- [Task requirements]
Copy the following lines verbatim, starting with the line containing "The prompts of" and continuing through the line containing "positive clicks: (680, 203)", both included.

- [Input material]
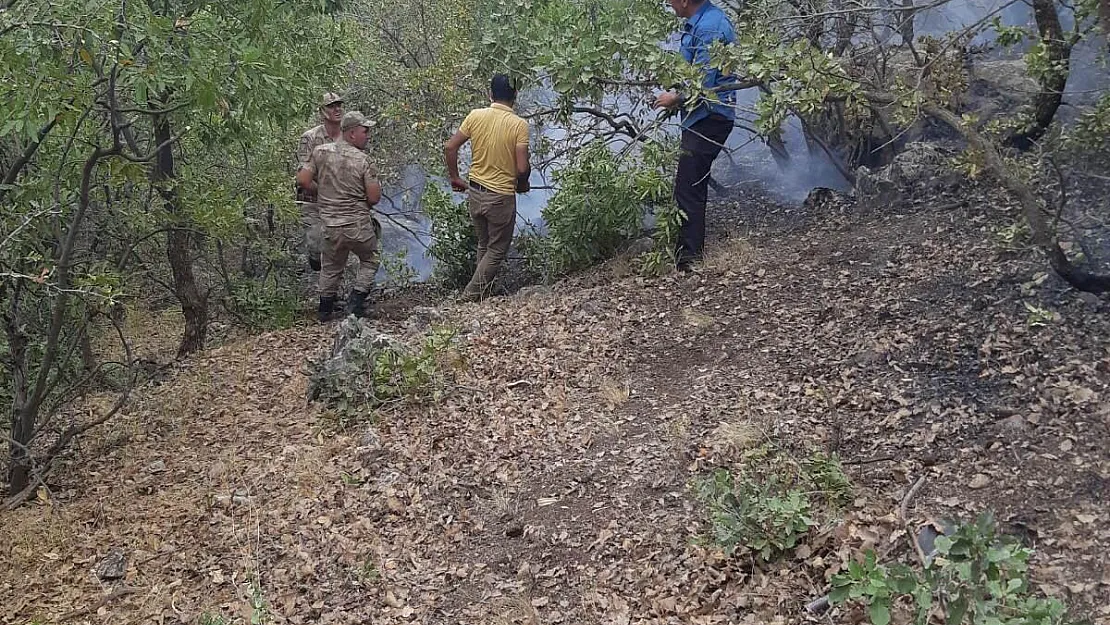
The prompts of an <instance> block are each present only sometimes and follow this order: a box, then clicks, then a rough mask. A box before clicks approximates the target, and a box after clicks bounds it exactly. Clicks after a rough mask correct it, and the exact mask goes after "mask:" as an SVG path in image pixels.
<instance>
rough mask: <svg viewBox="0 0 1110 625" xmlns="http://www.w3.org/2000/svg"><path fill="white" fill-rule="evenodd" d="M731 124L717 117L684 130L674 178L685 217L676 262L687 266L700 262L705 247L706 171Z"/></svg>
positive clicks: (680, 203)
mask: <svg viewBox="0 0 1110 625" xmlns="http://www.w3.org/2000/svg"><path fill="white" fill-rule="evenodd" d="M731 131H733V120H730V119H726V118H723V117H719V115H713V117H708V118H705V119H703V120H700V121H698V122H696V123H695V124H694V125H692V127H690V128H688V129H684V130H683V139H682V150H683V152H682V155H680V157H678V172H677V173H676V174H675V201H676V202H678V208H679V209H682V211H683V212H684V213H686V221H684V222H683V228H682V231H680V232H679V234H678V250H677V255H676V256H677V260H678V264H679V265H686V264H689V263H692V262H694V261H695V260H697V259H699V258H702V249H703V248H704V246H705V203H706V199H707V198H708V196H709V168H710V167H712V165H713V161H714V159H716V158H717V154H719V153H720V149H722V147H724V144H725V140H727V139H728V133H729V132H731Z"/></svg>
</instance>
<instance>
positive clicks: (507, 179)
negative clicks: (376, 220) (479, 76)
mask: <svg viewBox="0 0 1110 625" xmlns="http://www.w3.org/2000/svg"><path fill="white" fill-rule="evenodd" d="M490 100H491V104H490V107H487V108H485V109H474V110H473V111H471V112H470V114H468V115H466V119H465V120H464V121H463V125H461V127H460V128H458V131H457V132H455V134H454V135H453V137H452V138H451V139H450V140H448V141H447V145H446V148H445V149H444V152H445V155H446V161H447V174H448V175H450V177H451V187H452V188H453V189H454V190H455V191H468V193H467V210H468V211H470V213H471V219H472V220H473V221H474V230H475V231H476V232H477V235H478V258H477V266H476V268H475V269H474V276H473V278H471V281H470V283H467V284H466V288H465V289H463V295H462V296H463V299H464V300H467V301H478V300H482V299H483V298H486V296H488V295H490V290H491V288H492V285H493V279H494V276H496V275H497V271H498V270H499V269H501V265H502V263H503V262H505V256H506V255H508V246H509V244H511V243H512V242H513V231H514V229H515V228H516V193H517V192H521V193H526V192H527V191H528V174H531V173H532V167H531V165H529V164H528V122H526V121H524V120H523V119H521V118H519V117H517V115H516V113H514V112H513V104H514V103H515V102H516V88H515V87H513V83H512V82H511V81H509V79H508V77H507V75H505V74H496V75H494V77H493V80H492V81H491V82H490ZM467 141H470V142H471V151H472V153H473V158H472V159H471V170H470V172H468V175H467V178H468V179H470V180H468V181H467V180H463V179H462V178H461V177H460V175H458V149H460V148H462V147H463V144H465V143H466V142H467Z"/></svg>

...

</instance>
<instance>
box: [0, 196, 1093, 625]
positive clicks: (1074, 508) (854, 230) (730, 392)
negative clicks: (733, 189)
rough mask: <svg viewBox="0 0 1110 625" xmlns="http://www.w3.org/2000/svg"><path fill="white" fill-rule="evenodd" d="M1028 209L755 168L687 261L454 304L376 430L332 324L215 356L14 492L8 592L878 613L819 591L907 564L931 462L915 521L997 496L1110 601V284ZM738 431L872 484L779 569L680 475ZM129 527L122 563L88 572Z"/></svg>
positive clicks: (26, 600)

- [Written response]
The prompts of an <instance> block are each present only sometimes and follow this order: a box, then clicks, then a rough mask. A box before clicks approximates the target, and a box after clicks bounds it exactly. Clicks after a rough mask correct it, and the exact mask goes after "mask:" as an SVG path in image pixels.
<instance>
rough mask: <svg viewBox="0 0 1110 625" xmlns="http://www.w3.org/2000/svg"><path fill="white" fill-rule="evenodd" d="M731 124L717 117L684 130L674 178L685 217L676 262L687 266L700 262L705 247L706 171Z"/></svg>
positive clicks: (680, 203)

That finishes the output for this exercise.